(RAW DATA Opens)

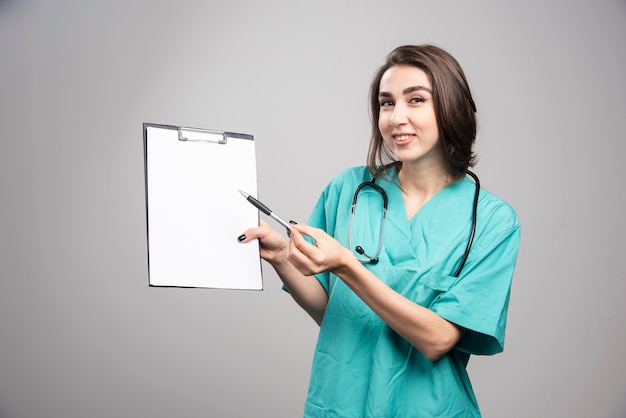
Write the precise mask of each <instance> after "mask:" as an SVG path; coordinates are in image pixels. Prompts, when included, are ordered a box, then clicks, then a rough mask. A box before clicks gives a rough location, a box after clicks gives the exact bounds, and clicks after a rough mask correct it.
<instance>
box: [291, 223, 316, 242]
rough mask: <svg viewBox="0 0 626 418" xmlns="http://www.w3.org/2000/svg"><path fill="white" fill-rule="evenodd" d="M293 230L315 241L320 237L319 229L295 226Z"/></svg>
mask: <svg viewBox="0 0 626 418" xmlns="http://www.w3.org/2000/svg"><path fill="white" fill-rule="evenodd" d="M291 229H292V230H294V229H295V230H297V231H298V232H300V234H302V235H307V236H309V237H311V238H313V239H314V240H315V238H316V236H318V234H319V232H318V231H319V229H318V228H314V227H312V226H309V225H306V224H294V225H292V226H291ZM316 241H317V240H316Z"/></svg>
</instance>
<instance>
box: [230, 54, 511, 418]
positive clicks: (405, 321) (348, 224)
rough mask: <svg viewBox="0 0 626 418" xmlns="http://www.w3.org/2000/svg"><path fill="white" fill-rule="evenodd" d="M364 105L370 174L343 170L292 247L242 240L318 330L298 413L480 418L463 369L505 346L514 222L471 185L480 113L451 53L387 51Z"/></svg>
mask: <svg viewBox="0 0 626 418" xmlns="http://www.w3.org/2000/svg"><path fill="white" fill-rule="evenodd" d="M370 106H371V116H372V138H371V142H370V148H369V155H368V165H367V166H363V167H355V168H349V169H347V170H345V171H343V172H342V173H340V174H339V175H337V176H336V177H335V178H334V179H333V180H332V181H331V182H330V183H329V184H328V186H327V187H326V189H325V190H324V191H323V193H322V194H321V197H320V198H319V201H318V203H317V205H316V206H315V208H314V210H313V213H312V214H311V217H310V219H309V221H308V224H307V225H302V224H295V223H294V225H293V226H292V228H291V234H290V239H289V240H288V241H287V240H285V239H284V238H283V235H282V234H281V233H279V232H277V231H275V230H274V229H272V228H271V227H270V226H269V225H268V224H267V223H265V222H261V225H260V226H259V227H256V228H251V229H248V230H247V231H245V233H244V234H243V235H241V236H240V237H239V240H240V241H241V242H249V241H251V240H253V239H259V240H260V243H261V257H262V258H263V259H265V260H266V261H267V262H269V263H270V264H271V265H272V266H273V268H274V269H275V270H276V272H277V274H278V275H279V277H280V278H281V280H282V281H283V283H284V286H285V288H286V290H287V291H288V292H289V294H290V295H291V296H292V297H293V299H294V300H295V301H296V302H297V303H298V304H299V305H300V306H301V307H302V308H303V309H304V310H305V311H306V312H307V313H308V314H309V315H310V316H311V317H312V318H313V319H314V320H315V321H316V322H317V323H318V324H319V325H320V331H319V336H318V341H317V346H316V349H315V353H314V358H313V365H312V370H311V380H310V385H309V392H308V397H307V400H306V404H305V407H304V416H305V417H342V418H346V417H359V418H362V417H403V418H407V417H447V418H452V417H477V416H480V411H479V408H478V404H477V401H476V398H475V396H474V393H473V390H472V387H471V384H470V381H469V378H468V374H467V372H466V365H467V362H468V360H469V357H470V355H471V354H478V355H491V354H496V353H499V352H501V351H502V350H503V346H504V332H505V326H506V315H507V308H508V303H509V291H510V286H511V278H512V275H513V269H514V265H515V260H516V256H517V251H518V247H519V236H520V235H519V234H520V227H519V223H518V220H517V217H516V214H515V212H514V211H513V209H512V208H511V207H510V206H509V205H508V204H507V203H505V202H504V201H503V200H501V199H499V198H498V197H496V196H495V195H493V194H491V193H489V192H487V191H486V190H484V189H481V188H480V186H479V183H478V179H477V178H475V180H470V179H469V178H468V177H467V176H466V174H468V169H469V168H470V167H471V166H473V164H474V160H475V156H474V153H473V150H472V146H473V144H474V140H475V135H476V117H475V112H476V108H475V105H474V101H473V99H472V96H471V93H470V89H469V86H468V83H467V80H466V78H465V75H464V73H463V70H462V69H461V67H460V66H459V64H458V62H457V61H456V60H455V59H454V58H453V57H452V56H451V55H449V54H448V53H447V52H445V51H443V50H442V49H440V48H438V47H435V46H432V45H417V46H415V45H412V46H401V47H399V48H396V49H395V50H393V51H392V52H391V53H390V54H389V55H388V57H387V60H386V62H385V64H384V65H383V66H382V67H380V69H379V70H378V71H377V73H376V75H375V77H374V79H373V82H372V85H371V88H370ZM469 174H470V175H471V173H469ZM472 177H474V176H473V175H472Z"/></svg>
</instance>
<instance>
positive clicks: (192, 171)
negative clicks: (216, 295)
mask: <svg viewBox="0 0 626 418" xmlns="http://www.w3.org/2000/svg"><path fill="white" fill-rule="evenodd" d="M143 131H144V162H145V165H144V168H145V180H146V219H147V241H148V282H149V285H150V286H171V287H194V288H214V289H245V290H262V289H263V278H262V272H261V257H260V248H259V243H258V240H255V241H253V242H250V243H246V244H241V243H240V242H238V241H237V237H238V236H239V235H241V234H242V233H243V232H244V231H245V230H246V229H248V228H250V227H253V226H257V225H259V213H258V211H257V210H256V209H255V208H254V207H253V206H252V205H250V204H249V203H248V202H247V201H246V200H245V199H243V198H242V197H241V195H240V193H239V191H238V189H242V190H250V193H251V194H254V195H256V194H257V179H256V154H255V144H254V137H253V136H252V135H248V134H240V133H233V132H223V131H216V130H210V129H199V128H187V127H181V126H172V125H159V124H150V123H144V124H143Z"/></svg>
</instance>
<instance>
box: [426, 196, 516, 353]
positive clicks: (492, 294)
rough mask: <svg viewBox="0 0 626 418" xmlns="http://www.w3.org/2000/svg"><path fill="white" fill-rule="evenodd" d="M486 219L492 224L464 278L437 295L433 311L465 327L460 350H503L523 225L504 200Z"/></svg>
mask: <svg viewBox="0 0 626 418" xmlns="http://www.w3.org/2000/svg"><path fill="white" fill-rule="evenodd" d="M486 221H487V222H488V223H489V226H488V227H487V228H486V232H485V233H484V234H483V236H482V237H480V239H477V240H476V241H475V243H474V245H473V247H472V249H471V253H470V254H471V255H470V257H469V258H468V261H467V264H466V265H465V267H464V268H463V272H462V273H461V276H460V277H459V278H458V279H456V280H455V281H454V282H453V284H452V286H451V287H450V288H449V289H448V290H447V291H445V292H442V294H441V295H439V296H438V298H437V300H435V301H434V303H433V304H432V306H431V309H432V310H433V311H434V312H436V313H437V314H438V315H439V316H441V317H443V318H445V319H447V320H448V321H450V322H453V323H455V324H457V325H459V326H461V327H463V328H465V329H466V330H467V332H466V333H465V334H464V335H463V337H462V338H461V340H460V341H459V342H458V343H457V345H456V347H455V348H456V349H457V350H459V351H462V352H466V353H469V354H482V355H491V354H496V353H499V352H501V351H503V349H504V337H505V329H506V318H507V311H508V305H509V298H510V290H511V281H512V277H513V270H514V268H515V263H516V259H517V252H518V249H519V242H520V226H519V223H518V221H517V217H516V215H515V213H514V212H513V209H512V208H510V207H509V206H508V205H506V204H505V203H502V204H501V205H500V207H499V208H498V210H497V211H495V213H494V214H492V216H490V217H489V218H488V219H486Z"/></svg>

(RAW DATA Closes)

- **WHAT IS NEEDED**
Go through the records and gather the lines that hold "positive".

- **ANSWER AREA**
positive clicks: (405, 321) (348, 224)
positive clicks: (192, 171)
positive clicks: (492, 294)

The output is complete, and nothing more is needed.